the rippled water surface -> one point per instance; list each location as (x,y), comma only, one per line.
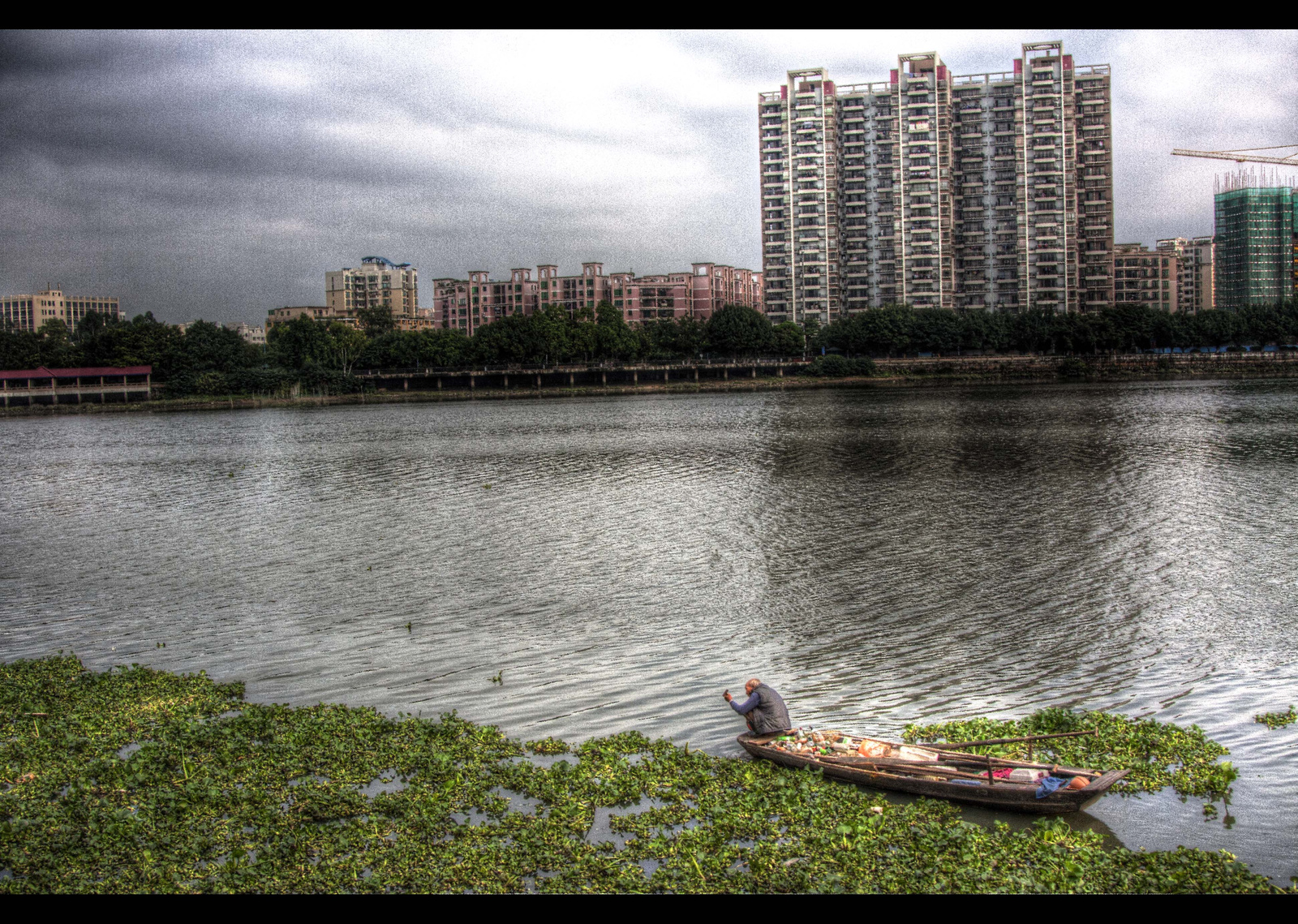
(878,556)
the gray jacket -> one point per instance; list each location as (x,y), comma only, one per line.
(765,710)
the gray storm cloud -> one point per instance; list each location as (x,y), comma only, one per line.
(220,175)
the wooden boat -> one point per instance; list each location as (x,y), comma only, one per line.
(922,778)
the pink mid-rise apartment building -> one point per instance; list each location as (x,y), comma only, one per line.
(467,304)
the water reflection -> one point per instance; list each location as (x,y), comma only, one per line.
(882,557)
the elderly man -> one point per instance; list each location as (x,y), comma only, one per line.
(763,709)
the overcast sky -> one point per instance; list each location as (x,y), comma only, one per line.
(220,175)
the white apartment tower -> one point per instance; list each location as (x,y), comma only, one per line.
(986,191)
(376,283)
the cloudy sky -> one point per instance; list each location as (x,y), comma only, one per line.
(220,175)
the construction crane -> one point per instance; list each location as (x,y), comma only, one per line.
(1246,156)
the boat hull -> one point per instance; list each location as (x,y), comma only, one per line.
(1003,796)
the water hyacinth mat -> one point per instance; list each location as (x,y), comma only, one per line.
(140,780)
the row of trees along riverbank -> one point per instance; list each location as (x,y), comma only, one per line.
(322,356)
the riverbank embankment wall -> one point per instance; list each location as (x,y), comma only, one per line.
(458,385)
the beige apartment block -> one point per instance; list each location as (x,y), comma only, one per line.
(29,312)
(376,283)
(1145,277)
(1196,259)
(467,304)
(281,316)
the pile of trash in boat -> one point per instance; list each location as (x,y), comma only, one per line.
(817,744)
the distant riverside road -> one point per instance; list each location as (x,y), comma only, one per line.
(609,378)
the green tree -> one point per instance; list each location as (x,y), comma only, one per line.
(344,346)
(737,330)
(376,320)
(789,339)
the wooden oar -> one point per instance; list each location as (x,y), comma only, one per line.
(899,767)
(945,746)
(1029,739)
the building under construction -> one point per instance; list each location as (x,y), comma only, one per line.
(984,191)
(1256,239)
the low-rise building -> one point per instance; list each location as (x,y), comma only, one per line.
(1145,277)
(29,312)
(281,316)
(467,304)
(253,335)
(1196,256)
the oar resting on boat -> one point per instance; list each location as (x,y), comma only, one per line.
(941,770)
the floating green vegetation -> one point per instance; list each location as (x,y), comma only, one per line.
(1159,754)
(1278,720)
(140,780)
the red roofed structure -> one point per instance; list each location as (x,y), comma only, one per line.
(47,385)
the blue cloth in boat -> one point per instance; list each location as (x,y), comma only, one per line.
(765,710)
(1051,784)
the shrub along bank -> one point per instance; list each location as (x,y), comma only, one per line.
(320,356)
(140,780)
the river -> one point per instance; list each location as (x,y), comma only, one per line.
(879,556)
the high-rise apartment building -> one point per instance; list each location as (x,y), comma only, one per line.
(376,283)
(1256,243)
(1194,275)
(29,312)
(984,191)
(1146,277)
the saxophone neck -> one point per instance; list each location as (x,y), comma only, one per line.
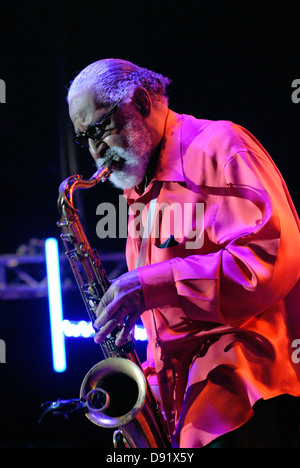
§
Render each line of the data above as a JSON list of strings, one string per line, skipping blank lines and leaving out the pictures.

[
  "the rippled water surface -> one point per instance; list each location as (x,y), comma only, one per line.",
  "(878,556)",
  "the gray jacket -> one point per instance; list each location as (x,y), comma only, one per line.",
  "(765,710)",
  "the gray storm cloud -> one point per instance; list each location as (x,y), comma only, one per line.",
  "(220,175)",
  "the wooden boat -> one point per instance; list each location as (x,y), comma only, one per line.",
  "(922,778)",
  "the pink mid-rise apartment building -> one point per instance; list each location as (x,y), comma only, one per line.",
  "(467,304)",
  "the water reflection -> one point per instance; list each location as (x,y), comma only, one per line.",
  "(882,557)",
  "the elderly man -> one point per instance; list each location as (x,y), comma only, one per line.",
  "(763,709)",
  "the overcast sky -> one point per instance; list each location as (x,y), comma only, one per line.",
  "(220,175)",
  "the white apartment tower -> one point per instance; list each location as (x,y), comma only, one per line.",
  "(986,191)",
  "(376,283)",
  "the cloudy sky -> one point per instance; list each location as (x,y), comma only, one per line.",
  "(220,175)",
  "the construction crane -> one point per instance; list each location as (x,y), comma only, one per line.",
  "(1246,156)",
  "the boat hull -> one point per instance; list each location as (x,y), comma only, one per line.",
  "(1003,796)",
  "the water hyacinth mat -> one point per instance; list each location as (x,y), comma only, one per line.",
  "(140,780)",
  "the row of trees along riverbank -> one point per instance; list each location as (x,y), comma only, one per line.",
  "(322,356)",
  "the riverbank embankment wall -> one point per instance; list each location as (x,y), comma only, one per line.",
  "(458,385)",
  "the beige apartment block -> one point per instance; list each location as (x,y), comma only, one per line.",
  "(29,312)",
  "(376,283)",
  "(1145,277)",
  "(1196,259)",
  "(467,304)",
  "(281,316)",
  "the pile of trash in boat -> one point per instance; list each location as (x,y), comma only, one per line.",
  "(817,744)",
  "the distant riverside road -> one point per instance; list each location as (x,y), comma only, one per line.",
  "(609,378)",
  "the green tree -> one point per instance; list each location as (x,y), comma only, one per line.",
  "(344,346)",
  "(737,330)",
  "(376,320)",
  "(789,339)",
  "the wooden oar -> one point per instance; list each location as (x,y), comma only, one per line.",
  "(899,767)",
  "(945,746)",
  "(1029,739)",
  "the building under construction -> one point per instance; list each location as (x,y), comma only, one per line.",
  "(984,191)",
  "(1256,239)",
  "the low-rise building -> one point per instance; list each location as (x,y), comma only, one per line.",
  "(1145,277)",
  "(29,312)",
  "(281,316)",
  "(467,304)",
  "(253,335)",
  "(1196,256)",
  "the oar resting on boat -> one point per instance; list each location as (x,y), comma only, one per line.",
  "(941,770)",
  "the floating green vegetation -> one point per instance; list each location as (x,y), comma only, one per line.",
  "(1159,754)",
  "(1278,720)",
  "(140,780)",
  "the red roofed structure -> one point per instance; list each location as (x,y), comma only, one per line.",
  "(47,385)",
  "the blue cloth in boat -> one point per instance; list each location as (x,y), comma only, one per line.",
  "(765,710)",
  "(1051,784)",
  "the shrub along bank -> one point per instance; list each location as (x,y), comma only, one per line.",
  "(320,356)",
  "(140,780)",
  "the river -> one point per instance; list each location as (x,y), comma only, one per line.",
  "(879,556)",
  "the high-rise apartment building -> one point per instance; list each location as (x,y), comma only, one per line.",
  "(376,283)",
  "(1256,243)",
  "(1194,275)",
  "(29,312)",
  "(984,191)",
  "(1146,277)",
  "the saxophone neck -> one point per instance; list each location as (x,y), comma only, one per line."
]